■ Exercise material:
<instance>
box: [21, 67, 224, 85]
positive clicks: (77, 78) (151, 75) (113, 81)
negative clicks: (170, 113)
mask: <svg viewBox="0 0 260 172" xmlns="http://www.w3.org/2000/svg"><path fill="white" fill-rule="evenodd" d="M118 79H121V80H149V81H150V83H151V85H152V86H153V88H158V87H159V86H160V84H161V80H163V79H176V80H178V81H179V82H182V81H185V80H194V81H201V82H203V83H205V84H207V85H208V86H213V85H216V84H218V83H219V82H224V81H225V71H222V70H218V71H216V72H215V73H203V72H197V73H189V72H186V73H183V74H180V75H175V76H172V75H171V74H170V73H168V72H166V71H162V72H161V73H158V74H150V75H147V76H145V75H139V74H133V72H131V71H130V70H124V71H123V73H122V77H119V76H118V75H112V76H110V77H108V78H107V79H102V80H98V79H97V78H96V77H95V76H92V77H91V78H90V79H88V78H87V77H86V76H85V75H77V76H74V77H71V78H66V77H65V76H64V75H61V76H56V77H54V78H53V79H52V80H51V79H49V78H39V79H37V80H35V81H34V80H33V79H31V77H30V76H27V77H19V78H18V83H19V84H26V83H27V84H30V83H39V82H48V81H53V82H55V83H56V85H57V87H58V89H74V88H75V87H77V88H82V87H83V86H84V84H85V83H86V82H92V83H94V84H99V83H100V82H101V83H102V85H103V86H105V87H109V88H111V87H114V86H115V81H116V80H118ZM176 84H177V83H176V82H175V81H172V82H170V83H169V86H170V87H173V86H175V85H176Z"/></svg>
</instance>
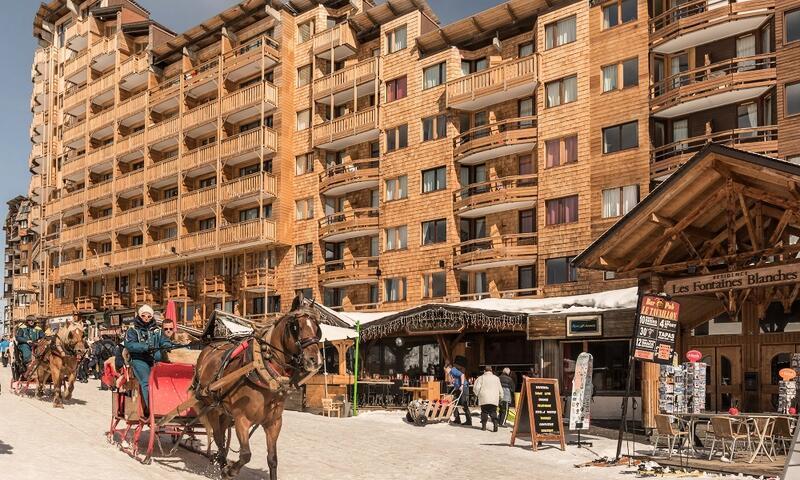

■ Task item: Print the lines above, unchanged, from the start of the records to the line with "positive clicks: (77, 78) (151, 75) (113, 81)", including that final line.

■ Response box:
<instance>
box: [21, 67, 224, 85]
positive clicks: (77, 78) (151, 75) (113, 81)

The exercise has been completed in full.